▶ READING PASSAGE:
-=-=-
Put down the pitchforks and don’t GSA blast me just yet.

Let’s take it slow so nobody gets hurt and go one step at a time.

Yes, the title was a bit click-baity but how else was I going to capture your attention?

Spend 15 minutes trying to come up with an objective and interesting title? Fuck no.

Let me preemptively say that I still run anchor text ratio reports when planning SEO campaigns. I’m not trying to start a fight with anyone, I weigh like 125 pounds (~56kg), I won’t win.

I believe that you need to question everything when it comes to SEO, as much as possible. This allows you to cut out the fat from your campaigns, makes you a better SEO, and it builds better habits to not take things at face value.

So, today, I’m calling into question the effectiveness of anchor text ratios and optimizing your anchor text selection based on those ratios.

If you’re not already familiar with anchor text optimization, then you’re probably going to get lost pretty quickly here. Even if you are already “in the know” go review Matt Diggity’s Anchor Text Optimization guide so we’re all on the same page.

Done? Welcome back!

I’m glad you’re not lying to me and only pretending to have gone back and read it 😄

So, What’s The Problem With Anchor Ratios?

My main argument is that the ratios you find can greatly vary, depending on the source(s) of your data and how you classify the data that you get.

Because it can be so varied, you may actually be over or under optimizing your anchor text choices when looking at the “average ratios” from a different perspective.

Let’s look at some of the ways your ratios can be varied depending on how we look at the data.

A Normal Report

Let’s get some baseline data first.

I’m going to be grabbing the top 5 websites for a buyer-intent keyword for a fairly competitive niche (legal).

I’ll ignore any directories like Yelp, Avvo, FindLaw, etc.

Next, I’ll use Ahrefs to grab all of their anchor text at the page level, using the live index, and then organize that anchor text by type in a spreadsheet.

For the anchor types, we’ll keep it simple and use the following:

Target – contains a keyword

Topic – Is about the niche but does not contain a keyword related to the term we pulled from (for example, target = “car accident” topic = “personal injury”)

Brand – contains the brand name (if brand name isn’t a keyword) or the name of an employee/owner


MISC – Anything that doesn’t fit into the above but isn’t blank or spam

NA – Spam or blank

Then, we’ll organize our data like so:

Each site has its own column and will display the percentage of anchors that fell under each individual anchor type.
-=-=-
▶ THE TASKS:
1. List every line of the records that contains the word "yellow", matching its case exactly.
2. Resume the blog post on anchor text ratios, continuing on from its final sentence.
-=-=-
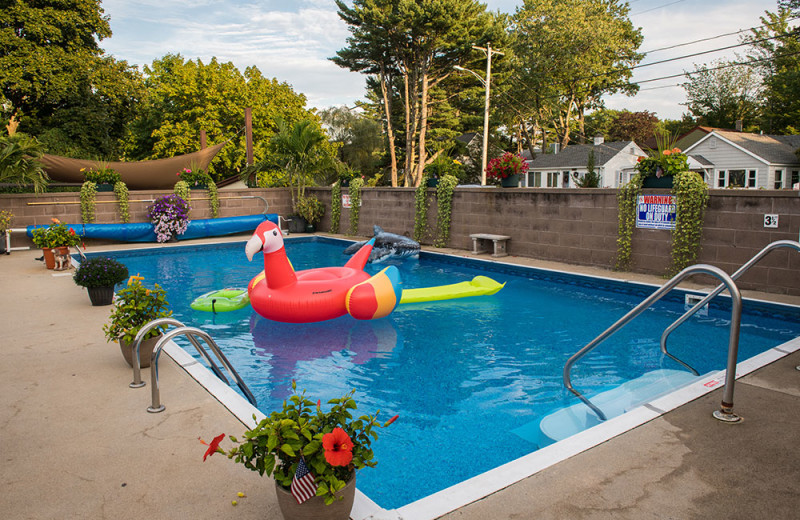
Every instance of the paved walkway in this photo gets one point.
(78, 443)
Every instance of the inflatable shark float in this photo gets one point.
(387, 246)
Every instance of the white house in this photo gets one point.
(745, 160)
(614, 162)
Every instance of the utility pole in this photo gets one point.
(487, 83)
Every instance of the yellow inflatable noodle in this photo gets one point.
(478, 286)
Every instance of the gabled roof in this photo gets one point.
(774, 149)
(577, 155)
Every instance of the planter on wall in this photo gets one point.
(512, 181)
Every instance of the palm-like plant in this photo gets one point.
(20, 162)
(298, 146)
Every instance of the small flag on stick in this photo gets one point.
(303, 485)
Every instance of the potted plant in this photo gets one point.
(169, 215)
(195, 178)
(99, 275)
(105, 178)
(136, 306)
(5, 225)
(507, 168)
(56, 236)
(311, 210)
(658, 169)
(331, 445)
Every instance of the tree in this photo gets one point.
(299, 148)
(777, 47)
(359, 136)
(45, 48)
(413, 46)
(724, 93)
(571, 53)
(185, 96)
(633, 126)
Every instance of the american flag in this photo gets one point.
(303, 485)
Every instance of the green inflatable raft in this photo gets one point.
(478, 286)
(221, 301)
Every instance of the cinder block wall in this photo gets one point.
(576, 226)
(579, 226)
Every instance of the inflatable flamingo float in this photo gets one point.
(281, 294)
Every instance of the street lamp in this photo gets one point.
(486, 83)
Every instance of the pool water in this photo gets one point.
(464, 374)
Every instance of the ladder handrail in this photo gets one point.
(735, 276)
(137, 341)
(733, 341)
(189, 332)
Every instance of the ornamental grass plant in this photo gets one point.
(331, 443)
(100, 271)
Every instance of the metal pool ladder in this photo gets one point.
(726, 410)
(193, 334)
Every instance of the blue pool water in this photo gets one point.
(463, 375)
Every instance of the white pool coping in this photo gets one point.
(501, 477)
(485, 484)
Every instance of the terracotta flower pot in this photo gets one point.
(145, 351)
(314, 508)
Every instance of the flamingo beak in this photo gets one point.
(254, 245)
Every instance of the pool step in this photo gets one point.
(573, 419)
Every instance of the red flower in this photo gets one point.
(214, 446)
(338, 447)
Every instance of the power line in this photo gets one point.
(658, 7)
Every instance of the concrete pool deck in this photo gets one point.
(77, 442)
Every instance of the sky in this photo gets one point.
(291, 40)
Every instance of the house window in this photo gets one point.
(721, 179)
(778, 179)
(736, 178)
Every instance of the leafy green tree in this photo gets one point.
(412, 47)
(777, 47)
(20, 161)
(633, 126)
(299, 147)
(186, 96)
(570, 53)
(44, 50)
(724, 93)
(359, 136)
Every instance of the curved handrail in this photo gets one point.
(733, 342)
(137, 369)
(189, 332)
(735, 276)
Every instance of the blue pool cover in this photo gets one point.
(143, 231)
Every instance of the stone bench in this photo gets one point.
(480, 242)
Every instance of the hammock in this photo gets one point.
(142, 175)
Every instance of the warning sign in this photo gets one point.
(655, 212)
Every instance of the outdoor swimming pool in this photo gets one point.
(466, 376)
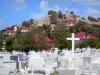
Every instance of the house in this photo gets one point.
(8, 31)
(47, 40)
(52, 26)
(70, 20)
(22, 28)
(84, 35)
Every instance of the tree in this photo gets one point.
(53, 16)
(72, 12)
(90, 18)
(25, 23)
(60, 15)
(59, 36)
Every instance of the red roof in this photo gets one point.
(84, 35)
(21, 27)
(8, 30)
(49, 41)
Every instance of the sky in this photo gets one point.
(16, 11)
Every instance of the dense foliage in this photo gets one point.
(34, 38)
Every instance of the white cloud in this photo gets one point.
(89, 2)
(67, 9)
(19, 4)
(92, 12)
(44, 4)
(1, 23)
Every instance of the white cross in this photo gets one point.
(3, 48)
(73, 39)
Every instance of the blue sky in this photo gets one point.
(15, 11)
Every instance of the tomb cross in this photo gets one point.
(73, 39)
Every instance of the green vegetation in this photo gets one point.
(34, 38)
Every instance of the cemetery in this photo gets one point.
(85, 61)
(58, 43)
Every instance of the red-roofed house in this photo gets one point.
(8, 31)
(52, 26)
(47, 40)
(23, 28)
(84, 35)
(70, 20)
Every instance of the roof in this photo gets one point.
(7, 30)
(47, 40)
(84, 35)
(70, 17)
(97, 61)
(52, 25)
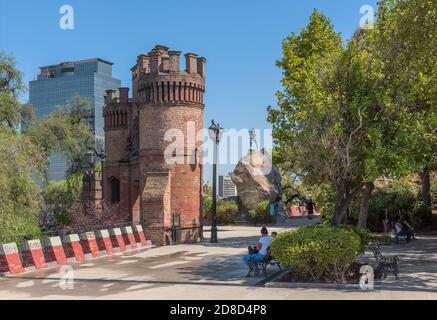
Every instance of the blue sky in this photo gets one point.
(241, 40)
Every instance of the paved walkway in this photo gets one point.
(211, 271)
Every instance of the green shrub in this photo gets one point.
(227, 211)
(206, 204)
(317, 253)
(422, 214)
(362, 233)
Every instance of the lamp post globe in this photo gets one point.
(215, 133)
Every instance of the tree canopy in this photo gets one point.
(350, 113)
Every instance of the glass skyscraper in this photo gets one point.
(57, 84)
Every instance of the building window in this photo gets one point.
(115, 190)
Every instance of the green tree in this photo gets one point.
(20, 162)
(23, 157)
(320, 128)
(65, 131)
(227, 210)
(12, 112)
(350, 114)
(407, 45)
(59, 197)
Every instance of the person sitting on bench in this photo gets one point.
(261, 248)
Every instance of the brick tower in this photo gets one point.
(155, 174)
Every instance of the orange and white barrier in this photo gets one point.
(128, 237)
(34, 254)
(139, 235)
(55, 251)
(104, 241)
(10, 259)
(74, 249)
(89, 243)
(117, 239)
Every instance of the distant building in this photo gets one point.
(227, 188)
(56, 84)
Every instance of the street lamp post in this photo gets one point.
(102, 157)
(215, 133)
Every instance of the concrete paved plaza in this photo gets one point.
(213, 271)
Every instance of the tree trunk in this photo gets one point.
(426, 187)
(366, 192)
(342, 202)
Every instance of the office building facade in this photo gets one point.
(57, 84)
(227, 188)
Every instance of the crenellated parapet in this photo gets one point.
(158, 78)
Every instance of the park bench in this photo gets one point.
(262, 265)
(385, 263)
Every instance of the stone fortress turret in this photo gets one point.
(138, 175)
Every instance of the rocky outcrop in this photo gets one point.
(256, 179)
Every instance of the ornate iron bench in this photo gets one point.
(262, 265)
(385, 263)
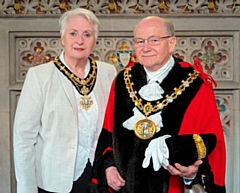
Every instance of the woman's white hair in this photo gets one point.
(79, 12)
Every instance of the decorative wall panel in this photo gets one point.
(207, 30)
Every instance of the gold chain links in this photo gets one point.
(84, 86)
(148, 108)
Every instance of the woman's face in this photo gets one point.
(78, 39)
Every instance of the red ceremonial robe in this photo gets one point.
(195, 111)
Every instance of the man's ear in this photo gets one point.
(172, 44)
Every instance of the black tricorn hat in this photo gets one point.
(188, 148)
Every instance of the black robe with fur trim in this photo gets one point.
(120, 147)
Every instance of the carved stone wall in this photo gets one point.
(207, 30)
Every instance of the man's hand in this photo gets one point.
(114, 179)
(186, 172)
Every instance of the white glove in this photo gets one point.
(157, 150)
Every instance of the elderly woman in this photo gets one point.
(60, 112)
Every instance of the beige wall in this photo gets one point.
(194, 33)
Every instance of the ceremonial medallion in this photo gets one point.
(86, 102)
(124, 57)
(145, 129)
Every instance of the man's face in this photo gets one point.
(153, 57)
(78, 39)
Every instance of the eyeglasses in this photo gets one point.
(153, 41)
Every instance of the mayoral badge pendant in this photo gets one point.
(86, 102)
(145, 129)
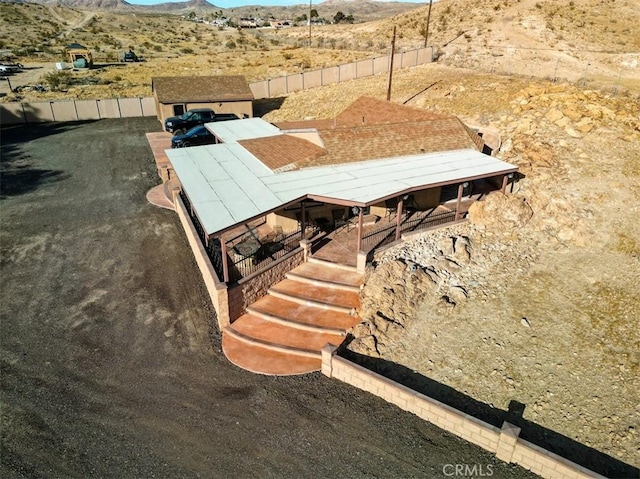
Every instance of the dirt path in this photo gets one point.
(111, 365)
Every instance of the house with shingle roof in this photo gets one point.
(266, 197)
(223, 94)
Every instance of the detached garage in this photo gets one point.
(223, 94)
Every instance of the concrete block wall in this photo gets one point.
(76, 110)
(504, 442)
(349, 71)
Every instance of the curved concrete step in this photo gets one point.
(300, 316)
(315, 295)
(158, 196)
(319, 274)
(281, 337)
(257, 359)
-=-=-
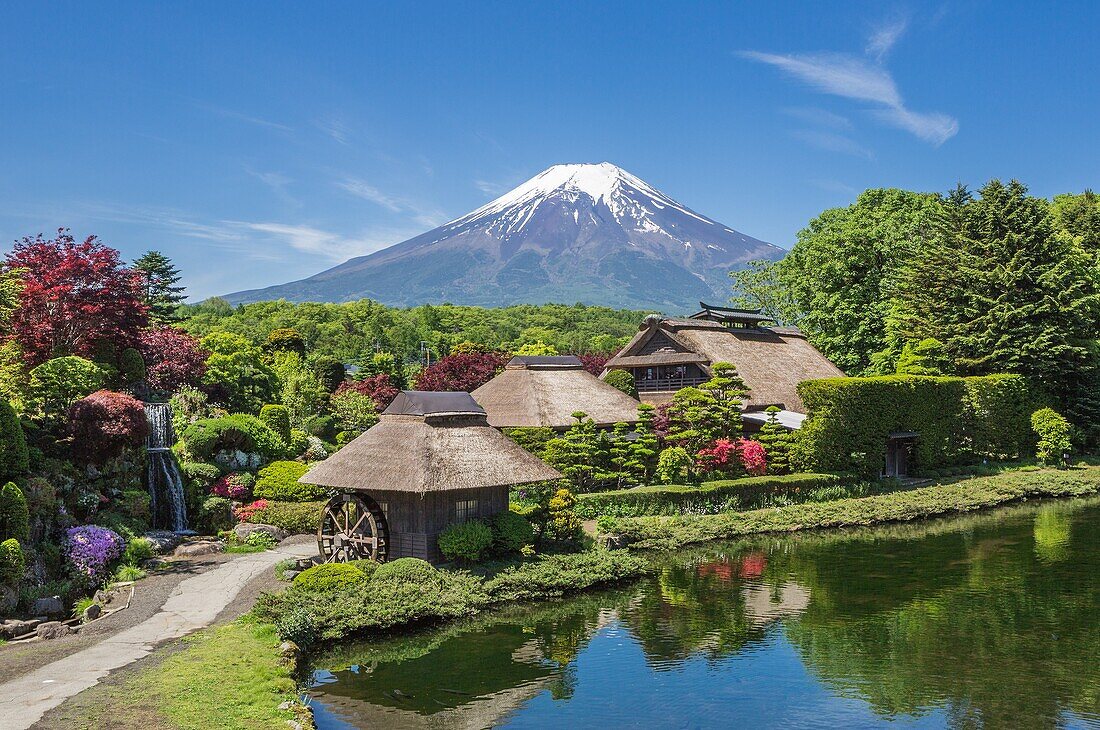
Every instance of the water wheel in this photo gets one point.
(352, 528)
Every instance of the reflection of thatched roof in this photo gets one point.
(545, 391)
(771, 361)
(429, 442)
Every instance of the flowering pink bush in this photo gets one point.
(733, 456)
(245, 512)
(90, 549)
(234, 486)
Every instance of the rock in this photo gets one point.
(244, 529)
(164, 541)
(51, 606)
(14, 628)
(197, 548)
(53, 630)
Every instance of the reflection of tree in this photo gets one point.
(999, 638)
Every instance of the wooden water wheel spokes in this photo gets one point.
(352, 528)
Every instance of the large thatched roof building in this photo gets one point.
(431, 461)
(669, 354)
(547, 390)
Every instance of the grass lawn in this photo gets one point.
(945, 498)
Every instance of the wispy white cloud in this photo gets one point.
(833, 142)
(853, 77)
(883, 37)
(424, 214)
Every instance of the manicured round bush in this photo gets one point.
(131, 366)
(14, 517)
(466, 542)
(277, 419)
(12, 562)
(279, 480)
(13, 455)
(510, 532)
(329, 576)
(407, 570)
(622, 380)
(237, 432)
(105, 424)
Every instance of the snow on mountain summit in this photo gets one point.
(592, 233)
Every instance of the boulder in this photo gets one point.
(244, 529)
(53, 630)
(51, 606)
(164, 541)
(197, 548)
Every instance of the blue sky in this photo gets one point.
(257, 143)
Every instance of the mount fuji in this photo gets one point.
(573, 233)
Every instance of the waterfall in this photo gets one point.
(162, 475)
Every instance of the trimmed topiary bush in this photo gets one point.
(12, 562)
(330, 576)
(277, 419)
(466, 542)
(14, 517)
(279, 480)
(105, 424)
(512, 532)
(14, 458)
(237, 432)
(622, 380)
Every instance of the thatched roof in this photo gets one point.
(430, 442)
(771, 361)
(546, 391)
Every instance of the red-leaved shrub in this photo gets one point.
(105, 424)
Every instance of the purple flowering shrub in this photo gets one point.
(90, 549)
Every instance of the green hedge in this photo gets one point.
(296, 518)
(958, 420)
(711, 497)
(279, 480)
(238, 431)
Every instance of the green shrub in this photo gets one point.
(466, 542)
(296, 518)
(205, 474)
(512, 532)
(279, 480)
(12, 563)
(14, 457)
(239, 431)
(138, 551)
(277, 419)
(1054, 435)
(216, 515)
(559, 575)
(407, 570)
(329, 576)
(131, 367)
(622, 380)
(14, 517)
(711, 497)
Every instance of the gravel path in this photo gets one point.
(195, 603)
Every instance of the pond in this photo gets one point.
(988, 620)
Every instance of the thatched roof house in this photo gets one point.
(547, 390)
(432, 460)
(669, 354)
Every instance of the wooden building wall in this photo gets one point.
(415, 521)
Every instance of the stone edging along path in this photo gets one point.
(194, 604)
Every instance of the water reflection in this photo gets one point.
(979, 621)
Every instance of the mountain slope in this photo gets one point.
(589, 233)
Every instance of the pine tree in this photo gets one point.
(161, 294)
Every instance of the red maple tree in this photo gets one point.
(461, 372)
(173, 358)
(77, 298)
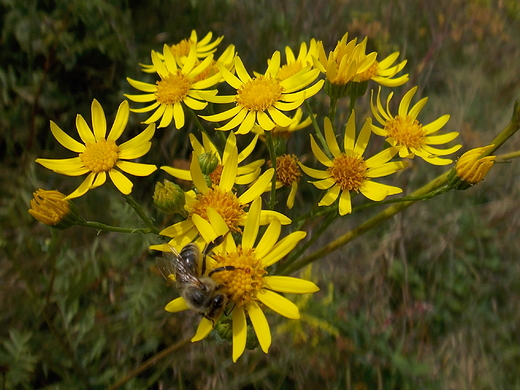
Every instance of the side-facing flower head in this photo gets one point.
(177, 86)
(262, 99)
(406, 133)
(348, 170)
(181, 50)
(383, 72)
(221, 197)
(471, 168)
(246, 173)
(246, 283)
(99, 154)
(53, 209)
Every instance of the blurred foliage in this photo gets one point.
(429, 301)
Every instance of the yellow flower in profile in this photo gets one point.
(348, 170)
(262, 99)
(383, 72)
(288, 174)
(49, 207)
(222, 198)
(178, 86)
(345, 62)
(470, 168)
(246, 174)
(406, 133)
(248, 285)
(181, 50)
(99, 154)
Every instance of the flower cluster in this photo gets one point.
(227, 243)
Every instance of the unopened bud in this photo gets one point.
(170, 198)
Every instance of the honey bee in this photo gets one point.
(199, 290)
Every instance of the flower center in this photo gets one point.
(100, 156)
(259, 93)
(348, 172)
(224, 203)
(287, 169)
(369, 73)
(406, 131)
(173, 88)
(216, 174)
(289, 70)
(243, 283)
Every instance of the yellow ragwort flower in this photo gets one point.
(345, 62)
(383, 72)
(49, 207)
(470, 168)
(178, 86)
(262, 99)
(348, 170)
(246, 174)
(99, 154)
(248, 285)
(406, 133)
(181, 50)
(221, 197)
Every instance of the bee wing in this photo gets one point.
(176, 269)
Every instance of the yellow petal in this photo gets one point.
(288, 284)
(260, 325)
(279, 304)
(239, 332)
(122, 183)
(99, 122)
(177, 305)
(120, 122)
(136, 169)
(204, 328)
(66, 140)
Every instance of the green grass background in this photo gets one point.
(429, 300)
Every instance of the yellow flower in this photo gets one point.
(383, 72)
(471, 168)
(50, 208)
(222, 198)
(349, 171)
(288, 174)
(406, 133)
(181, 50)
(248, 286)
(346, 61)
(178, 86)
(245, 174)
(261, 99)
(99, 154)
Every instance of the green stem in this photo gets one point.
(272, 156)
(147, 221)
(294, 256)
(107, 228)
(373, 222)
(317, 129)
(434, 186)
-=-=-
▶ RESPONSES:
1.
Every instance of the yellow inflatable noodle in this photo gets one point.
Every instance of the yellow flower in profile in this photo gets one point.
Every instance of the yellow ragwort flower in this photo gets one point.
Every instance of the yellow petal in this photo gets one point.
Every instance of the yellow flower in this photo gets one point.

2.
The bottom of each column shows how many referring domains and backlinks that page has.

Finally, the “average” column just grabs the average from all of the row values to the left.

The average column is rounded to show whole numbers. In cases where the result is less than 1%, I’ll adjust the equation to allow for floats.

I won’t share the keyword, but I want to be as transparent as possible with the SERP.

The keyword is “[city] car accident, attorney”

The SERP (when I searched it) was:

Site #1
Inner page



Site #2
Inner page
Site #3


Site #4

Inner page

Site #5

Inner page

Another law firm

Another law firm

After crunching the numbers, these are our baseline ratios

More Data Sources

For our baseline, I just pulled the anchor text from Ahrefs.

What if we pull all the data from Ahrefs, Majestic, Moz, and SEMRush?

To do this, I’m going to pull the anchor reports from each tool, respectively, and then parse out all of the duplicates

I actually have a sheet that does this already that’s mainly for disavows, i’ll just need to make some tweaks to get it to work in this way 😄

If you want the disavow sheet, I wrote about it on Matt Diggity’s site.

Since the anchor reports the sum of the domains by anchor text, I’ll have to export the live backlinks report from Ahrefs instead of using the anchor report so that I can actually parse out the duplicates.

For transparency: how I got and parsed the data from each source…

The backlinks report for the ranking URL using the live index with the grouping set to “all”.

The backlinks report for the ranking URL using the fresh index with “backlinks per domain” set to “all”.

The backlinks analytics report for the ranking URL with “Links Per Ref. Domain” set to all and “all links” selected.

I had someone export all the links at the URL level for each ranking URL since I don’t have a Moz account myself.

Using these 4 sources instead of just Ahrefs gives us a different looking result.

We know that Google can ignore some amount of spam when it comes to the link profile.

What we don’t know is exactly what Google is or isn’t able to ignore and won’t count towards the link profile.

So, there could be links that Ahrefs reports on, that you use in order to see the anchor profile of a competitor – but a percentage of that is ignored by Google!

What I did here was went back through the baseline data and removed any rows that had spammy anchor text.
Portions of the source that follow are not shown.